WHAT TO WORK ON
1. According to the news roundup, which judge rejected Lindsay Lohan's claims against Pitbull?
2. Rewrite the news roundup between "SUNDAY, FEBRUARY 24" and "as a human.", inclusive, replacing "Oscars" with "Academy Awards".

QUOTED PASSAGE
>>

THURSDAY, FEBRUARY 21 Speaking of deeply troubled people's regrettable dealings with pit bulls, the week continues with Lindsay Lohan, who late last year filed a lawsuit against the rapper Pitbull after he name-checked her in a song and allegedly ruined her life. As MSN reports, Pitbull's 2011 song "Give Me Everything" featured the line "So, I'm tiptoein', to keep flowin'/I got it locked up like Lindsay Lohan"—which Lohan and her lawyers labeled "disparaging and defamatory statements" that caused the actress "tremendous emotional distress." "In her complaint, Lohan asked for a permanent injunction preventing any further distribution of the song, plus an injunction ordering the defendants to surrender all existing copies of the song to Lohan," reports MSN. "Naturally, she was also asking for an accounting of the profits that the song had generated for the defendants to date, and 'compensatory damages in an amount to be determined in the court.'" Unfortunately for Lohan, today US District Court judge Denis R. Hurley rejected Lohan's claims in full, tossing out her complaint and granting the defendants' motion to dismiss. "In his ruling, Hurley found that the song, as a protected work of art under the First Amendment, doesn't violate the New York Civil Rights Law," reports MSN. "As for the claim of emotional distress? Yeah, that didn't fly either, with Hurley ruling, 'Even if the defendants used plaintiff's name in one line of the song without her consent, such conduct is insufficient to meet the threshold for extreme and outrageous conduct necessary to sustain a claim for intentional infliction of emotional distress.'" Better luck next time, litigious Lohan.
FRIDAY, FEBRUARY 22 Speaking of people who seem incapable of telling the truth with their mouths, the week continues with Lance Armstrong, the cancer-besting cyclist who ruined his career by lying over and over again about taking performance-enhancing drugs before finally admitting that, yes, he did take performance-enhancing drugs. The latest group to join the pile-on: the US Justice Department, which today revealed that it's joined a lawsuit against Armstrong "in an attempt to recover more than $30m in sponsorship money that the US Postal Service paid to help the disgraced cyclist's team to compete," the Guardian reports. "In adding its name to the lawsuit, the Department of Justice said that $31m of taxpayers money was handed over on a 'contractual promise to play fair and abide by the rules.' It is now seeking damages from Armstrong, his team manager Johan Bruyneel, and holding company Tailwind Sports."
SATURDAY, FEBRUARY 23 Nothing happened today, unless you count the Razzies, the annual awards honoring the year's worst cinema. Dominating this year's Razzies: the Twilight franchise, which claimed worst picture (The Twilight Saga: Breaking Dawn, Part 2), worst supporting actor (Taylor Lautner), worst screen couple (Taylor Lautner and the weird interspecies child he falls in love with), and worst actress (Kristen Stewart).
SUNDAY, FEBRUARY 24 Nothing happened today, unless you count the Oscars, the annual awards ceremony honoring the year's best cinema. Dominating this year's Oscars: the lameness of Seth MacFarlane, who crapped up his hosting duties with 10,000 tons of unfunny, retrograde sexism and general suckiness as a human.

<<

Data excerpts

>>

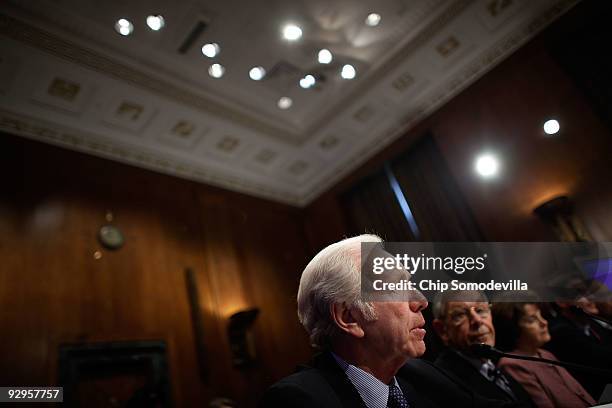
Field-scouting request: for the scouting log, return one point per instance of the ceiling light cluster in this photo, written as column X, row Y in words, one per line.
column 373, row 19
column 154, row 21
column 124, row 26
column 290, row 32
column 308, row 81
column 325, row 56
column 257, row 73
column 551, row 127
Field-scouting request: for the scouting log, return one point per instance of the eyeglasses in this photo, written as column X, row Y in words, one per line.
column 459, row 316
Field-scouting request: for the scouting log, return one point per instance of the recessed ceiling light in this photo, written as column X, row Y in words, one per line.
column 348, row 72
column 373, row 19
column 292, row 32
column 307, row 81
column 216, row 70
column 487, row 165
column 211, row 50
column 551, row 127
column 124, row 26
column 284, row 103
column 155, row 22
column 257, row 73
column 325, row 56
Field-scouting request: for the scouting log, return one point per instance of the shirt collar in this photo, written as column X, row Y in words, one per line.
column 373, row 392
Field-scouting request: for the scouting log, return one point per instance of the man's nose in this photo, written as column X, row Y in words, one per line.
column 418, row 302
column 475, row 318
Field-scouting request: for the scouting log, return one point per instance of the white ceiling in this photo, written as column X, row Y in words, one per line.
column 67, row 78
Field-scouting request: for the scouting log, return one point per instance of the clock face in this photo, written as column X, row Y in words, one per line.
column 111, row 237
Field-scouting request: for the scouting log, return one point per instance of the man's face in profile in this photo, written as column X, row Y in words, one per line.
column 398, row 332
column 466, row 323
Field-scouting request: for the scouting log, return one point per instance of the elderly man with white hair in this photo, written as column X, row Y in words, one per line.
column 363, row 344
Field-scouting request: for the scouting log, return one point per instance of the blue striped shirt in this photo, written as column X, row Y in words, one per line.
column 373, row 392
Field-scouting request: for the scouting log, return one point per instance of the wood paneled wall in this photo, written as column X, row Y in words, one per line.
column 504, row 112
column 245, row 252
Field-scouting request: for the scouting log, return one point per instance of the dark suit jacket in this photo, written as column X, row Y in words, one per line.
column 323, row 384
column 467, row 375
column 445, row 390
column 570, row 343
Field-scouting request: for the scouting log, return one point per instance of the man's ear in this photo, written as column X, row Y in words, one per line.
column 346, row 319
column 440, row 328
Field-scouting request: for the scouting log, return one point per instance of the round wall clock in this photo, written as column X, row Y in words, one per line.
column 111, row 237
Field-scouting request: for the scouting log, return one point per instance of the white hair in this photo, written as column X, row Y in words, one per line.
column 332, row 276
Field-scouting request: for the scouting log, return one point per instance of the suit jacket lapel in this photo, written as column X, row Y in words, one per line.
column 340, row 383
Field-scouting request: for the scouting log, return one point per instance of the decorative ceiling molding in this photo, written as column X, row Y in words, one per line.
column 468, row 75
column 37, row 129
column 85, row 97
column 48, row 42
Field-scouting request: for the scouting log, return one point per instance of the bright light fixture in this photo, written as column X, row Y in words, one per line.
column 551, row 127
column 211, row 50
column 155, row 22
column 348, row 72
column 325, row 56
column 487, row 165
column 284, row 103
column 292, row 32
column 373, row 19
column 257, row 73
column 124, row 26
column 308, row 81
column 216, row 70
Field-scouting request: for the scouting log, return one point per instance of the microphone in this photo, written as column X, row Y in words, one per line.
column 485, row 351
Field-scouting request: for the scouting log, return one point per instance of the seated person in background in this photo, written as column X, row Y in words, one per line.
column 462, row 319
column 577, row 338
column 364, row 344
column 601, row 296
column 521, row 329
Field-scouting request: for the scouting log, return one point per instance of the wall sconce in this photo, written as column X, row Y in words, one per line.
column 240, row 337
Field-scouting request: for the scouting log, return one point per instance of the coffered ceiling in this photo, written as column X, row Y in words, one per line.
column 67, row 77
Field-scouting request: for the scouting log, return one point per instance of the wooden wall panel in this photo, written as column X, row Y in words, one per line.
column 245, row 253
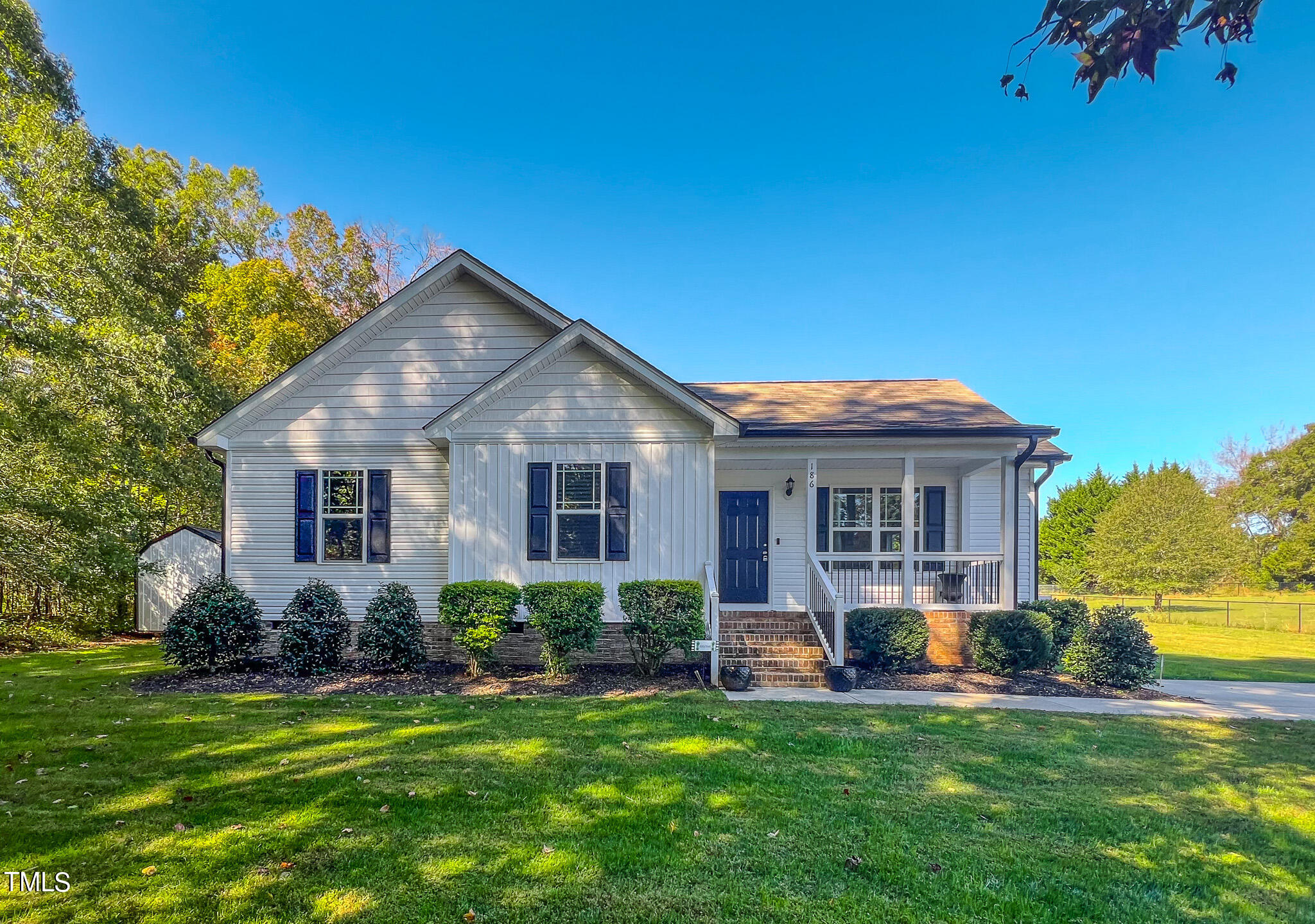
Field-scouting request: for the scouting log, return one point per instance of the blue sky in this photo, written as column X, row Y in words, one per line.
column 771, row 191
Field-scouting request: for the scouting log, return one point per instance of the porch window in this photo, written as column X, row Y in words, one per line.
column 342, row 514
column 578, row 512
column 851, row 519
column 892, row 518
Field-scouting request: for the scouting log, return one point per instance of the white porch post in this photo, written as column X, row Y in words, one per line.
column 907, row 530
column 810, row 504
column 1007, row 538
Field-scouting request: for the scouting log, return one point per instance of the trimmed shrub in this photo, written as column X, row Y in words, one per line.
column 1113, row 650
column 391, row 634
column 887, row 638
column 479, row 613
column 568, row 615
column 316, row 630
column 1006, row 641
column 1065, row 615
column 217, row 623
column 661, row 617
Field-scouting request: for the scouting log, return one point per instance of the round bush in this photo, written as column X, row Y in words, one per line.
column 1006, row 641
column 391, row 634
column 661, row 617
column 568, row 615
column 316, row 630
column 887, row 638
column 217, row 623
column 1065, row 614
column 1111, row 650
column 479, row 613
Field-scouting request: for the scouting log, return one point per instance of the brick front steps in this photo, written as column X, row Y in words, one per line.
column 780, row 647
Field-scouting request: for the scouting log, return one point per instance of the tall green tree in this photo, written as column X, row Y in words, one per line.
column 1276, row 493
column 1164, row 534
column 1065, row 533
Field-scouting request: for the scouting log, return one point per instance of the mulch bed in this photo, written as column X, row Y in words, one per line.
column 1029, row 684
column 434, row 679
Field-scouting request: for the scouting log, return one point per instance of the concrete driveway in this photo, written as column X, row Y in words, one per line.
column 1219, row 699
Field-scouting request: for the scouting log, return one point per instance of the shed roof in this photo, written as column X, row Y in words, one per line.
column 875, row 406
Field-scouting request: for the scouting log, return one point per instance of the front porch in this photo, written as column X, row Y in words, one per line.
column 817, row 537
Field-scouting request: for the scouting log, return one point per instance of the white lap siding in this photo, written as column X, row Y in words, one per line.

<<

SOLUTIONS TO THE PROBLEMS
1. US District Court judge Denis R. Hurley.

2.
SUNDAY, FEBRUARY 24 Nothing happened today, unless you count the Academy Awards, the annual awards ceremony honoring the year's best cinema. Dominating this year's Academy Awards: the lameness of Seth MacFarlane, who crapped up his hosting duties with 10,000 tons of unfunny, retrograde sexism and general suckiness as a human.